#### [WHAT THIS TASK INVOLVES]
Search the data for the word "green" and copy out every line that has it.

#### [DATA PROVIDED]
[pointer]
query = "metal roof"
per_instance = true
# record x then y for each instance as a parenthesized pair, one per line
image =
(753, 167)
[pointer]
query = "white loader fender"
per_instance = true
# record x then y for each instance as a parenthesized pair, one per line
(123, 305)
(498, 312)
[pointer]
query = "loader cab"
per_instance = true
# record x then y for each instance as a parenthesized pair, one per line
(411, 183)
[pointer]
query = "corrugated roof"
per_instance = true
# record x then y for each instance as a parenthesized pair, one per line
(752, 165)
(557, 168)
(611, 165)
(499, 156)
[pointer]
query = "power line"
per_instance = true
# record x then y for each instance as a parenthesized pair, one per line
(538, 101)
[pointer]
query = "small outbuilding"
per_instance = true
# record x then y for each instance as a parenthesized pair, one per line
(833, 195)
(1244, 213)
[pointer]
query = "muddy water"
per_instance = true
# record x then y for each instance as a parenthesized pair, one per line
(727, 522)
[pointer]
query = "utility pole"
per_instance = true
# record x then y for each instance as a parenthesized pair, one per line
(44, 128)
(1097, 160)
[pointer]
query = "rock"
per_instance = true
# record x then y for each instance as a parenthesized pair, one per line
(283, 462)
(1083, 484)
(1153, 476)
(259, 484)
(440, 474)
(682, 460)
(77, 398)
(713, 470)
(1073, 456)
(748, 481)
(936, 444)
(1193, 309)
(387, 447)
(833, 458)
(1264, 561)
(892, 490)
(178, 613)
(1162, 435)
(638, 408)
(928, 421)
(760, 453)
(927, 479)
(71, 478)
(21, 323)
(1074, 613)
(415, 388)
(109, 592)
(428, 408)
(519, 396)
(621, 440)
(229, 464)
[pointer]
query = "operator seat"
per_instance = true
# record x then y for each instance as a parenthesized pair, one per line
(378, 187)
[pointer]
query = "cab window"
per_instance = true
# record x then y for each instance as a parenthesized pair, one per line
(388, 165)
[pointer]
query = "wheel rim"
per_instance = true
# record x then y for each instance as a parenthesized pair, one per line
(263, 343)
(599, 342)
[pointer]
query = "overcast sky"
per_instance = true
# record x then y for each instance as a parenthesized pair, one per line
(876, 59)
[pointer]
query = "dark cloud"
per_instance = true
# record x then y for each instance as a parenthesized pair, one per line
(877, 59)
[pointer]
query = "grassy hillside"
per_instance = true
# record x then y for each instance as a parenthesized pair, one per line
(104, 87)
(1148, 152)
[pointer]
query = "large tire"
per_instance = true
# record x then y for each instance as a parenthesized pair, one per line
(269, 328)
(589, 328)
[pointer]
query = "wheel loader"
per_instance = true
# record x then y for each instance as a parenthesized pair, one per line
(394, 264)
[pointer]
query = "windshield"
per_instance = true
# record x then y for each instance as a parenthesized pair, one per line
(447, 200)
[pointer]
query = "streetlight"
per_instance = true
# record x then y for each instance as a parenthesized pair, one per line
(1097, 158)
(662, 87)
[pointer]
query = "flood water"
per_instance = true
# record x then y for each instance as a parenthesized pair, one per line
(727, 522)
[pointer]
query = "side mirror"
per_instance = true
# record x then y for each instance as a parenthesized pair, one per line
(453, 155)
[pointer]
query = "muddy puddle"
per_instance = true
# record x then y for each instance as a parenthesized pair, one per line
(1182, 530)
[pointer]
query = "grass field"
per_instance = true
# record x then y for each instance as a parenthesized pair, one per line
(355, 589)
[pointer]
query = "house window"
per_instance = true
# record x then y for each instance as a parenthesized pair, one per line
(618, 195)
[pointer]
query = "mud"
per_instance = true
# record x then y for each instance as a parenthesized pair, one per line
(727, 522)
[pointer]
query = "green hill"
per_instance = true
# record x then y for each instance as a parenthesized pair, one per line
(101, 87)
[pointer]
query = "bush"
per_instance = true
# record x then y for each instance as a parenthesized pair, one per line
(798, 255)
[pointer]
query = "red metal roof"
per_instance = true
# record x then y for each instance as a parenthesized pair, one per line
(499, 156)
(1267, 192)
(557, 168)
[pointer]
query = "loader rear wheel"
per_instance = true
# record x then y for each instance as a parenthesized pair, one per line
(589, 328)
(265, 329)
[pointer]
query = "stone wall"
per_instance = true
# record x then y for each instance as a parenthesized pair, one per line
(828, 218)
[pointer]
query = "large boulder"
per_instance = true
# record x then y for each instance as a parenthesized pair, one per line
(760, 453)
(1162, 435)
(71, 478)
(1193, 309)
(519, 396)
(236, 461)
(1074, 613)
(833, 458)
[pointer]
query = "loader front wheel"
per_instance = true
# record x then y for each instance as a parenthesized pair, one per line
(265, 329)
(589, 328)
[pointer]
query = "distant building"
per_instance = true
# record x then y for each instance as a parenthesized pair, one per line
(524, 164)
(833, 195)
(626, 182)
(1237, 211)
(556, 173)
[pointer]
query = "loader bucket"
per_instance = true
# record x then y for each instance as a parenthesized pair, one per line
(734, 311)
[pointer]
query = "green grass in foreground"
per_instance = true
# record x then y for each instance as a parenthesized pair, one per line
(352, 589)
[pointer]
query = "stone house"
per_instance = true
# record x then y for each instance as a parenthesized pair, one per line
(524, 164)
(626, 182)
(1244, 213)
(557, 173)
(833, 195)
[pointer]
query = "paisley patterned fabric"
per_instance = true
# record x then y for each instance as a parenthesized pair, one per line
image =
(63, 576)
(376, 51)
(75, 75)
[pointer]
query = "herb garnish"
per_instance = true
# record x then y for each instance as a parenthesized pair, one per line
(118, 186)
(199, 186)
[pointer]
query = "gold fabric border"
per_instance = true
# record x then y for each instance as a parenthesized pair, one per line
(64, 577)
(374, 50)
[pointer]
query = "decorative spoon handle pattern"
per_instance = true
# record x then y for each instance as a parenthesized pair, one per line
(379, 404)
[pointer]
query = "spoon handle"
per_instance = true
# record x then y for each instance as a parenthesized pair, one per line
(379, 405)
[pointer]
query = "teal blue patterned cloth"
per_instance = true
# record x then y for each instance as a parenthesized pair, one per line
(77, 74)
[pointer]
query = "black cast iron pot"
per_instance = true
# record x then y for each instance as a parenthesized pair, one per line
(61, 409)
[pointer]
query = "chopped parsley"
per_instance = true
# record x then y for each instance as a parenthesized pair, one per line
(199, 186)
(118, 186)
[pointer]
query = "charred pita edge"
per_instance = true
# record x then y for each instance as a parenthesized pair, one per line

#### [OUTPUT FOR THIS TASK]
query = "green hill"
query = "green grass in foreground"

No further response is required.